> Excerto a ler:
##############################
Tínhamos acabado de assinar contrato com uma agência em Espanha e de repente Espanha ficou pior do que Portugal
Consideram que foi um desperdício?
Sim. Sem dúvida. Tudo bem que o disco saiu, as pessoas ouviram, compraram, mas sim, foi desperdício, principalmente por não podermos tocar ao vivo algo que tínhamos acabado de lançar. Adoramos tocar ao vivo e estávamos mega excitados para ir para o palco. Agora já relativizamos a situação, mas foi um investimento brutal, ainda mais para uma banda como nós, que faz tudo com os seus próprios meios. Foi investimento monetário, de tempo, trabalho… Não fomos os únicos, mas só nós é que sabemos o que nos doeu. Além de que tínhamos acabado de assinar contrato com uma agência em Espanha e estávamos a preparar uma tour lá, tínhamos a promoção a decorrer e de repente Espanha ficou pior do que Portugal. Sentimos também que entretanto o próprio país está a dar prioridade às bandas nacionais, o que se percebe. Tal como está acontecer aqui. Mas pronto, o acordo não caiu, mas as datas de promoção e concertos que estavam marcados caíram.
Sentem que o tempo de vida do disco se esfumou?
O tempo de vida de um disco já é normalmente curto, mas agora a situação agravou-se. O disco é novo, não rodou ao vivo, mas já é do ano passado… Ainda queremos tocar muito este disco ao vivo!
Li algures que vocês dizem que este disco tem canções que iluminam o coração. Ficaram mais moles com o tempo?
[risos] Se estamos mais fofinhos? [risos] Houve uma preocupação em, liricamente, escrevermos algo que fosse mais fácil de as pessoas se identificarem. Tentar ser um pouco mais autobiográfico. A preocupação veio de escrever coisas com o coração. Pensar no dia-a-dia, escrever sobre isso e sobre os sentimentos que nos surgem diariamente, a forma como vemos as coisas, o futuro, etc. Por exemplo, há uma canção, “1997”, que remete para essa década e para a forma como fazíamos música nessa altura. Sonicamente, é uma viagem à nossa adolescência e às nossas bandas da altura e, em termos de letra, tem que ver com a nossa adolescência em Castelo Branco, a forma como vivíamos e saíamos à noite. As letras deste disco vão sempre buscar momentos muito nossos.
##############################
[Dados armazenados]
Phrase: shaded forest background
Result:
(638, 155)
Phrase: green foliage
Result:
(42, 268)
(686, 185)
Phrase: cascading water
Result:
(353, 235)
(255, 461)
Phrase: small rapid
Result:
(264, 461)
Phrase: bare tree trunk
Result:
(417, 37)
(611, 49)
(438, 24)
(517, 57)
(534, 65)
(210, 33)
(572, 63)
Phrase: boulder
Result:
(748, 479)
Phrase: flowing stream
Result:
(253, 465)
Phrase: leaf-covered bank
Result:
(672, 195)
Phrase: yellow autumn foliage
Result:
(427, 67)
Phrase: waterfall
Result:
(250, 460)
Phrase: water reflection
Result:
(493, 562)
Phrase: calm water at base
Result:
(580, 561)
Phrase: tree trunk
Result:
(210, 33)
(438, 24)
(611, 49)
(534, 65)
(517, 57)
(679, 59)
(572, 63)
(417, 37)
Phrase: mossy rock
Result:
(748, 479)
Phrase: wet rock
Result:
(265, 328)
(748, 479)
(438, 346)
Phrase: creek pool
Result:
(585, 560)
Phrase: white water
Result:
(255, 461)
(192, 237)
##############################
> Tarefas:
1. Segundo a entrevista com a banda, onde se passou a adolescência de que fala a letra de “1997”?
2. Retome a entrevista com a banda a partir do ponto em que termina.
As entradas provêm de uma fonte diferente da entrevista.

> Respostas:
1. Em Castelo Branco.

2.
Qual é a principal mensagem ou o conceito por detrás deste “Heavy Light”?
Uma das coisas com que nos preocupámos relativamente ao conceito do disco foi, naturalmente, o nome, que está directamente ligado a uma ideia que surgiu quando iniciámos o processo de composição e andávamos à procura da mensagem ou do conceito. Em primeiro lugar, percebemos que queríamos mesmo editar em formato físico; somos altamente românticos e conservadores no que diz respeito à música enquanto arte. Depois, ao pensarmos no grafismo, o Rodolfo mandou-nos um print de um post do Instagram de uma designer espanhola com uma frase que o pai dela lhe tinha dito. A frase fazia sentido com uma outra que já fazia parte de uma letra de uma canção nossa das novas e pensámos nela como tema para o disco. A frase dizia qualquer coisa como “um dia, as pessoas vão sentir falta do peso das coisas, o peso de ter um jornal na mão, de folhear um livro…”. Nós puxámos para o nosso lado, para o peso de ter um vinil ou um CD na mão. Para nós, uma edição apenas em digital é um disco que, para a nossa geração, não existe, são ficheiros. Numa das trocas de e-mails, o Pedro escreveu em letras garrafais: “Heavy Light”. E assim escolhemos o nome do disco.